- What the task requires -
Output all of the material once more, so that every line matches the original exactly.

::::::::

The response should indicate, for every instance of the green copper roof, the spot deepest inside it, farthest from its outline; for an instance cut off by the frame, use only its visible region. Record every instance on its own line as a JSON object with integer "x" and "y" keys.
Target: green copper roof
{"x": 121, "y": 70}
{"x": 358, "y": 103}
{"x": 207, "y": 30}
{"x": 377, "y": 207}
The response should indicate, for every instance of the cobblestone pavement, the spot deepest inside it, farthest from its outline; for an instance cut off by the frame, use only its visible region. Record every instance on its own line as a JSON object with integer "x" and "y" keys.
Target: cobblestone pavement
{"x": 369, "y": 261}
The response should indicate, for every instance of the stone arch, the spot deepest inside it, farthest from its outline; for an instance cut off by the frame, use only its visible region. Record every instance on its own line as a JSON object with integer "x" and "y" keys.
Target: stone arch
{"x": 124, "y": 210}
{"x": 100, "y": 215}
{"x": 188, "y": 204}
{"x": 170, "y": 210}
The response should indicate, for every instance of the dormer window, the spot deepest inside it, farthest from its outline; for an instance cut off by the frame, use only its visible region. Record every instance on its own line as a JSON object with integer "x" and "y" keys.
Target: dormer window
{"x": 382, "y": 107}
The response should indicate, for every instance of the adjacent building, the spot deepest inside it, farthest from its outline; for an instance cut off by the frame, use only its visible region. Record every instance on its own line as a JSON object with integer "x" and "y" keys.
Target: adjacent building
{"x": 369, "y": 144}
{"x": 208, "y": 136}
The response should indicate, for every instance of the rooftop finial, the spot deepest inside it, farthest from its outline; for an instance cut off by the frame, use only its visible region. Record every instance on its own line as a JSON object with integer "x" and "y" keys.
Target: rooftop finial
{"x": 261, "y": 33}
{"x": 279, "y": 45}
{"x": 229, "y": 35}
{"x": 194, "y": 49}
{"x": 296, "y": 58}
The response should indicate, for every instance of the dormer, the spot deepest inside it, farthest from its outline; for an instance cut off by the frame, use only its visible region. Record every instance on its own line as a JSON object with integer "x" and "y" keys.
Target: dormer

::::::::

- Solution -
The response should indicate, for every instance of the green copper roof, the spot deepest inside it, farthest from its outline; for an instance cut off by the frame, use only its visible region. Record every instance on its own line as a JSON object with integer "x" and "y" keys.
Target: green copper roof
{"x": 121, "y": 70}
{"x": 358, "y": 103}
{"x": 207, "y": 30}
{"x": 377, "y": 207}
The response should indicate, for every instance of the cobblestone pavement, the spot deepest inside it, farthest from its outline; for an instance cut off by the frame, use only its visible region. Record every instance on its own line as a JSON object with integer "x" and "y" keys.
Target: cobblestone pavement
{"x": 369, "y": 261}
The response should indicate, for every instance of the stone arch, the spot deepest inside it, farthest from its outline; for an instance cut off by the frame, use only its visible region. Record every instance on its own line as a JSON object with integer "x" and "y" keys.
Target: stone arch
{"x": 124, "y": 210}
{"x": 100, "y": 215}
{"x": 188, "y": 204}
{"x": 170, "y": 210}
The response should indicate, for every instance of the dormer window, the spot deepest inside it, farthest from its outline; for an instance cut off by the frame, use only its visible region. Record every instance on its own line as a JSON object with integer "x" and "y" keys.
Target: dormer window
{"x": 382, "y": 107}
The response should indicate, for every instance of the adjacent building, the spot deepest inside it, farthest from its outline; for an instance cut off by the frame, use only its visible region. Record every instance on its own line as a JSON object with integer "x" and "y" keys.
Target: adjacent building
{"x": 369, "y": 144}
{"x": 208, "y": 136}
The response should indicate, for every instance of the rooftop finial, the spot deepest inside it, farthest from its outline; for an instance cut off by the frame, use only its visible region. Record every instance on its own line as a JSON object with integer "x" and "y" keys.
Target: rooftop finial
{"x": 261, "y": 33}
{"x": 279, "y": 45}
{"x": 229, "y": 35}
{"x": 194, "y": 49}
{"x": 296, "y": 58}
The response should indicate, for every instance of the dormer, the spot deepest inside it, farthest from its outline; for an instance cut off by the frame, use only its visible region. Record every instance on its own line as a JSON object with integer "x" and "y" keys.
Target: dormer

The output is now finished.